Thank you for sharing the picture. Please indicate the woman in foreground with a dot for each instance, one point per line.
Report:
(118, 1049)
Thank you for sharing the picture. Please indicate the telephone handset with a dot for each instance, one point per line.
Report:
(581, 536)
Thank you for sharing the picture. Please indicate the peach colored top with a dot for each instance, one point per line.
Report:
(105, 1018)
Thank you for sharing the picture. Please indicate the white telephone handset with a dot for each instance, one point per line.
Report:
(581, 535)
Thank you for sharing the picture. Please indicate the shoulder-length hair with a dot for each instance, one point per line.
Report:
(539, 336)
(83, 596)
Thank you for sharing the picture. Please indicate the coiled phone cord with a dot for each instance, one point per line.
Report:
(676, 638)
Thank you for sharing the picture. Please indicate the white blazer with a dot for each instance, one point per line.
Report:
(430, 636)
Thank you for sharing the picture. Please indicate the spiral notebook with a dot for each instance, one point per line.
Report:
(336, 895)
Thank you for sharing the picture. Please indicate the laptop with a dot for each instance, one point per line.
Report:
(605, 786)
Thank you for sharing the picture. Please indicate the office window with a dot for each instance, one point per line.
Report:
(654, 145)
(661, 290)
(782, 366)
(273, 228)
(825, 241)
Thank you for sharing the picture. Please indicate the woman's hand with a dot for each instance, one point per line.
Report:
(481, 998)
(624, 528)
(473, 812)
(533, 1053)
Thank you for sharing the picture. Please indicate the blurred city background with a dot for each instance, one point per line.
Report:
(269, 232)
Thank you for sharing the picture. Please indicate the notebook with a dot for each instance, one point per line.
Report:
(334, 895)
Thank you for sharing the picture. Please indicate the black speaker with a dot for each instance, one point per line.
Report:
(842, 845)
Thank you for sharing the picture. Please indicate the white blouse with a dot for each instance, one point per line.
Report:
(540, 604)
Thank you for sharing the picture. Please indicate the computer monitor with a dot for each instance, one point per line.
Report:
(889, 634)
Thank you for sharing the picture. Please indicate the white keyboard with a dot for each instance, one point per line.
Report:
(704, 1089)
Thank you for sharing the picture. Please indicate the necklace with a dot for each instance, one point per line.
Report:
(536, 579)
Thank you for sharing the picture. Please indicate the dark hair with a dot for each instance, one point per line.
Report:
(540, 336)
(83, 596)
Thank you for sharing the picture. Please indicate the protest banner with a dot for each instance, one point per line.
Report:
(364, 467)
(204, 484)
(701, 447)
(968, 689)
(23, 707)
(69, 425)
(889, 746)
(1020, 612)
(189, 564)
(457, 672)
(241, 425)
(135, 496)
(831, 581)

- - - -

Retype all of the entries precisely as they are.

Problem solution:
Thank you for sharing the picture. Please indicate the woman in foreground with a dot for each instance, one point per line.
Report:
(118, 1049)
Thank you for sharing the picture. Please indicate the telephone handset with a dot for each instance, one point per line.
Report:
(581, 536)
Thank you for sharing the picture. Please indicate the peach colored top with a dot for each instance, one point per line.
Report:
(105, 1018)
Thank you for sharing the picture. Please indicate the white telephone handset with a dot for each instance, one point per line.
Report:
(581, 535)
Thank you for sharing the picture. Please indicate the shoulder-length hair with a dot for each instance, one point per line.
Report:
(539, 336)
(83, 596)
Thank you for sharing the picture. Please indicate the coiled phone cord with a dot for each instance, one point per line.
Report:
(676, 638)
Thank you for sharing the picture. Please indicate the white blazer with a dot for each instance, one point per line.
Report:
(430, 636)
Thank you for sharing the picture. Please indicate the spiral notebook with a dot for each instance, one point per line.
Report:
(336, 895)
Thank you for sharing the picture. Please indicate the laptop with a dot for each instance, one point per line.
Report:
(605, 786)
Thank you for sharing the picture. Please indicate the office window with a dot for each instance, one point per line.
Report:
(654, 145)
(661, 290)
(782, 366)
(273, 228)
(825, 241)
Thank you for sharing the picture. Please indicate the woman's hand with a dot for each instance, one point per line.
Report:
(481, 998)
(624, 528)
(473, 812)
(533, 1053)
Thank you for sharing the picture. Please indicate the blurred city background with a dot for each instance, one point per line.
Report:
(269, 232)
Thank you for sharing the picture. Please indicate the notebook with a dot for each instance, one point per line.
Report:
(334, 895)
Thank you for sharing the picture. Please indicate the black speaker with a dot for each instance, one point per line.
Report:
(842, 845)
Thank you for sharing the picture. Please indicate the white blouse with a dot for each instance, one point per line.
Report:
(540, 604)
Thank you for sharing the picture. Please indicate the computer monitor with a dot for each instance, one point per line.
Report:
(889, 634)
Thank you for sharing the picture. Please indicate the white keyboard with a dot for each instance, one point per line.
Report:
(704, 1089)
Thank you for sharing the picture. Please indicate the necklace with a dot for each instance, one point per line.
Report:
(536, 579)
Thank you for sharing the picture. Please indicate the dark hair with a dot for each instance, one point per line.
Report:
(540, 336)
(83, 596)
Thank you for sharing the picture. Please indicate the protest banner with a dot for each instance, one point per line.
Report:
(364, 467)
(204, 484)
(701, 447)
(968, 689)
(23, 707)
(69, 425)
(889, 746)
(1020, 612)
(189, 564)
(457, 672)
(241, 425)
(135, 496)
(831, 581)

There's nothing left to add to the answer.